● Instructions for the task:
Reproduce nothing but the lines from the start of the material through the line that includes "box: [425, 230, 439, 260]", both ends included, and omit every picture.

——

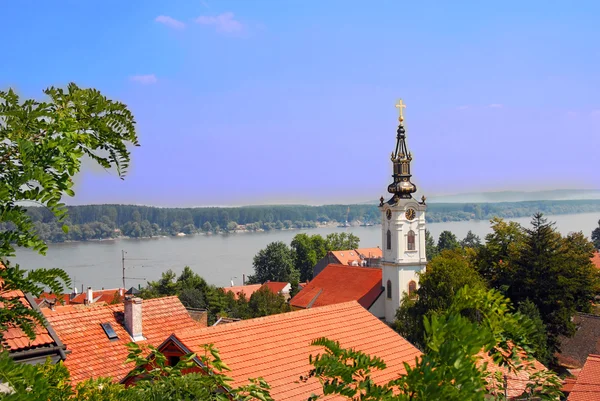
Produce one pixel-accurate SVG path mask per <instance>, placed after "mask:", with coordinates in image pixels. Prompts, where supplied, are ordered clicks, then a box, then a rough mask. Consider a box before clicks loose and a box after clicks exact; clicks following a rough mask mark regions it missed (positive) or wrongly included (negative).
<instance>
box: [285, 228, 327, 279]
mask: <svg viewBox="0 0 600 401" xmlns="http://www.w3.org/2000/svg"><path fill="white" fill-rule="evenodd" d="M290 245H291V249H292V253H293V257H294V267H295V268H296V270H297V271H298V272H299V273H300V278H299V280H300V281H302V282H305V281H307V280H312V278H313V277H312V276H313V268H314V267H315V265H316V264H317V262H318V261H319V260H320V259H322V258H323V257H325V255H327V250H326V246H327V244H326V241H325V239H323V237H321V236H320V235H318V234H315V235H311V236H309V235H307V234H304V233H302V234H297V235H296V236H295V237H294V239H293V240H292V243H291V244H290Z"/></svg>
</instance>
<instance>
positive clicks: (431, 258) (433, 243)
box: [425, 230, 439, 260]
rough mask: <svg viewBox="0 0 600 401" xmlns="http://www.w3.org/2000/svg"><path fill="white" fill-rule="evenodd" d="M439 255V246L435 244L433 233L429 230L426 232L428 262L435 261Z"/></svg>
mask: <svg viewBox="0 0 600 401" xmlns="http://www.w3.org/2000/svg"><path fill="white" fill-rule="evenodd" d="M438 253H439V251H438V249H437V245H436V244H435V241H434V240H433V237H432V236H431V233H430V232H429V230H425V255H426V256H427V260H431V259H433V258H434V257H436V256H437V254H438Z"/></svg>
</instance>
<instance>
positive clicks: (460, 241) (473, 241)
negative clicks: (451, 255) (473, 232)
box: [460, 230, 481, 249]
mask: <svg viewBox="0 0 600 401" xmlns="http://www.w3.org/2000/svg"><path fill="white" fill-rule="evenodd" d="M460 246H462V247H463V248H473V249H476V248H479V247H480V246H481V238H479V236H478V235H475V234H473V231H471V230H469V232H468V233H467V235H466V236H465V238H464V239H463V240H462V241H460Z"/></svg>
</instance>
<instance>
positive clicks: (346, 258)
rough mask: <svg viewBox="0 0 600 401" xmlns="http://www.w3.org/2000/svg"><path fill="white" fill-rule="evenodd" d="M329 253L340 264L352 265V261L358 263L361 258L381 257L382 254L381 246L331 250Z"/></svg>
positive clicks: (376, 257)
mask: <svg viewBox="0 0 600 401" xmlns="http://www.w3.org/2000/svg"><path fill="white" fill-rule="evenodd" d="M331 254H332V255H333V256H334V257H335V258H336V259H337V261H338V262H339V264H341V265H352V262H356V263H357V264H358V265H360V263H361V261H362V258H381V257H382V256H383V251H382V250H381V248H361V249H350V250H344V251H331Z"/></svg>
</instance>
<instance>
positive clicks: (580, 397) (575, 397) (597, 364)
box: [568, 354, 600, 401]
mask: <svg viewBox="0 0 600 401" xmlns="http://www.w3.org/2000/svg"><path fill="white" fill-rule="evenodd" d="M598 400H600V355H595V354H590V355H589V356H588V358H587V360H586V361H585V365H583V369H582V370H581V372H580V373H579V375H578V376H577V381H576V382H575V385H574V386H573V389H572V390H571V393H570V394H569V398H568V401H598Z"/></svg>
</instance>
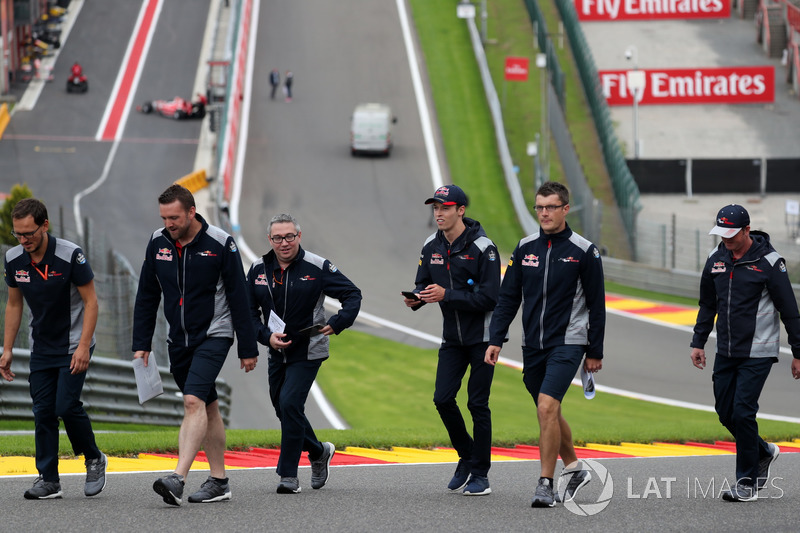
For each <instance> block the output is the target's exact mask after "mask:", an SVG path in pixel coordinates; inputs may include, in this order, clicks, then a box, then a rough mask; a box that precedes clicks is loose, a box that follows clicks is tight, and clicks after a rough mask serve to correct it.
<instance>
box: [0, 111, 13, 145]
mask: <svg viewBox="0 0 800 533" xmlns="http://www.w3.org/2000/svg"><path fill="white" fill-rule="evenodd" d="M10 121H11V115H10V114H9V112H8V104H2V105H0V139H2V138H3V133H4V132H5V131H6V126H8V123H9V122H10Z"/></svg>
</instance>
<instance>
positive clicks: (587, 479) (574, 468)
mask: <svg viewBox="0 0 800 533" xmlns="http://www.w3.org/2000/svg"><path fill="white" fill-rule="evenodd" d="M591 480H592V473H591V472H589V471H588V470H584V469H583V468H582V466H581V464H580V463H579V464H578V466H577V467H576V468H572V469H570V470H564V471H563V472H561V476H560V477H559V479H558V487H559V490H558V492H556V493H555V501H556V502H562V501H564V502H568V501H570V500H572V499H573V498H574V497H575V494H577V492H578V490H580V488H581V487H583V486H584V485H586V484H587V483H589V482H590V481H591ZM562 483H566V487H565V488H564V491H563V494H564V495H563V496H562V495H561V494H562V491H561V490H560V489H561V484H562Z"/></svg>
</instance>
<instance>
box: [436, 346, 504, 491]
mask: <svg viewBox="0 0 800 533" xmlns="http://www.w3.org/2000/svg"><path fill="white" fill-rule="evenodd" d="M486 347H487V343H479V344H473V345H472V346H454V345H442V346H441V348H439V364H438V366H437V367H436V390H435V391H434V393H433V403H434V404H435V405H436V410H437V411H439V416H440V417H441V419H442V422H443V423H444V427H445V428H446V429H447V433H448V435H450V442H452V443H453V448H455V449H456V451H457V452H458V456H459V458H461V459H464V460H466V461H467V462H468V463H469V464H470V472H471V473H472V474H475V475H476V476H486V475H487V474H488V473H489V468H490V467H491V462H492V460H491V453H492V412H491V410H490V409H489V392H490V389H491V387H492V378H493V377H494V367H493V366H492V365H489V364H487V363H485V362H484V360H483V357H484V356H485V355H486ZM467 368H470V372H469V381H468V382H467V409H469V412H470V414H471V415H472V435H473V436H472V437H470V435H469V432H468V431H467V426H466V424H465V422H464V417H463V416H462V415H461V410H460V409H459V408H458V404H457V403H456V395H457V394H458V390H459V389H460V388H461V380H462V379H463V378H464V374H466V372H467Z"/></svg>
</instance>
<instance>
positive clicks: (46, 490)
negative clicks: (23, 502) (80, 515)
mask: <svg viewBox="0 0 800 533" xmlns="http://www.w3.org/2000/svg"><path fill="white" fill-rule="evenodd" d="M63 494H64V493H63V492H61V483H59V482H58V481H45V480H44V479H43V478H42V476H39V477H37V478H36V480H34V482H33V487H31V488H29V489H28V490H26V491H25V494H24V496H25V499H26V500H53V499H56V498H61V496H62V495H63Z"/></svg>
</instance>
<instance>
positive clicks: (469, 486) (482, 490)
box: [464, 474, 492, 496]
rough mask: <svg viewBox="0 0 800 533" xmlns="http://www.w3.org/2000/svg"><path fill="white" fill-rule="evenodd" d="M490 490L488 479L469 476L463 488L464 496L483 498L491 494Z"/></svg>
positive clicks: (488, 481) (475, 476) (488, 480)
mask: <svg viewBox="0 0 800 533" xmlns="http://www.w3.org/2000/svg"><path fill="white" fill-rule="evenodd" d="M491 493H492V488H491V487H490V486H489V478H488V477H486V476H476V475H474V474H473V475H471V476H469V481H467V486H466V487H464V496H485V495H486V494H491Z"/></svg>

——

● Result:
Produce one pixel-accurate SVG path mask per <instance>, placed after "mask:", with coordinates in image pixels. Prompts, where supplied, are ordered clicks, then a box, then a rough mask. Consider a box before clicks loose and a box after clicks exact; clicks following a rough mask mark regions it missed (positive) or wrongly included (negative).
<instance>
box: [285, 228, 327, 279]
mask: <svg viewBox="0 0 600 401" xmlns="http://www.w3.org/2000/svg"><path fill="white" fill-rule="evenodd" d="M290 245H291V249H292V253H293V257H294V267H295V268H296V270H297V271H298V272H299V273H300V278H299V280H300V281H302V282H305V281H307V280H312V278H313V277H312V276H313V268H314V267H315V265H316V264H317V262H318V261H319V260H320V259H322V258H323V257H325V255H327V250H326V246H327V244H326V241H325V239H323V237H321V236H320V235H318V234H315V235H311V236H309V235H307V234H304V233H302V234H297V235H296V236H295V237H294V239H293V240H292V243H291V244H290Z"/></svg>
</instance>
<instance>
positive clicks: (431, 258) (433, 243)
box: [425, 230, 439, 260]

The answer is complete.